Brief: Return the listing below unchanged, but without pictures.

• • • • • • •

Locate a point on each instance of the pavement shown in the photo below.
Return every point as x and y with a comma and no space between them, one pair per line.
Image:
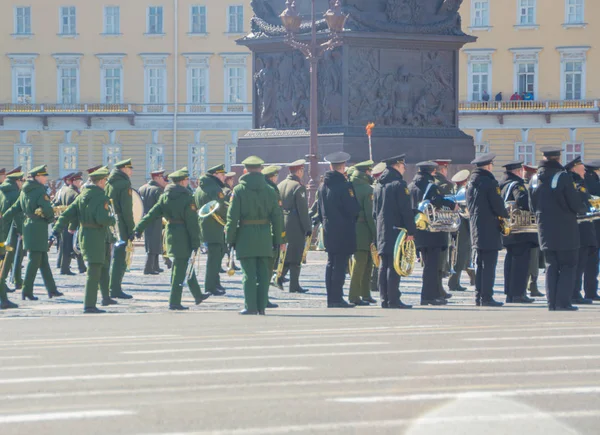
141,369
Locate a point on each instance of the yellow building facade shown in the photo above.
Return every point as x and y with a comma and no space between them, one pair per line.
541,55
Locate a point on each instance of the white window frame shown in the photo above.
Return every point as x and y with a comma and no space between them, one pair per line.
149,149
116,30
26,31
203,25
162,20
72,26
27,164
228,26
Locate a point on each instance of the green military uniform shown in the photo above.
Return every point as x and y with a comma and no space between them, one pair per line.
118,190
35,204
365,235
210,188
254,226
177,206
297,224
91,213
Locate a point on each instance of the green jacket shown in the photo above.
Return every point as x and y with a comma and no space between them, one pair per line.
90,212
209,189
182,233
295,216
35,228
118,190
254,222
365,226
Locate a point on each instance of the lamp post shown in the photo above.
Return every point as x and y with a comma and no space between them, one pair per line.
313,51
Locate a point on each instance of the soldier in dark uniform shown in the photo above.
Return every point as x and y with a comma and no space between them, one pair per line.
485,206
590,281
463,238
557,203
297,222
337,211
518,246
150,193
432,245
588,245
392,210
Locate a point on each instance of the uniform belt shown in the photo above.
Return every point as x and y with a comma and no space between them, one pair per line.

• • • • • • •

Task answer:
Locate a point on each instance of the pavement shown in the photo below.
Return every point as x and y with a comma and no space between them, one pair per line.
Image:
141,369
Locate a point on each instance of the yellow building facade shown in the photo above.
Return every point as x and y with a comma and no space between them, one pair per line.
541,55
Locate a point on each instance of the white window frame shown in the photo above.
Return every point as x and y with a comma and no space between them, one pair per line.
149,149
116,30
26,31
203,25
162,20
72,26
27,164
228,26
Locate a point on each instance of the green military uniform shown in the photo above.
Return every point as x and y with a comma and no space between them, one pair per line.
118,190
35,204
365,235
210,188
254,226
177,206
297,224
91,213
Locate a point on each instance of the green jacket shown in the photo above.
Return every point as x and y with a comma and no space between them, one pair per line.
90,212
209,189
182,233
295,216
35,228
118,190
254,222
365,226
Locate a point on each instance of the lamp post shown in the photo above.
Return every point as x and y with a comma and no space between them, one pair per line.
313,51
Locate a point on each instance of the soldier in dark uniform shown in the photo above.
Return every point as x and y with a comma and no space between them, one pair per line.
485,206
590,281
463,238
557,203
297,222
337,211
518,246
150,193
432,245
588,245
392,210
Locate a point on each instance of the uniform belt shown in the photo above.
Return every point as x and y with a comma and no space between them, one pair per line.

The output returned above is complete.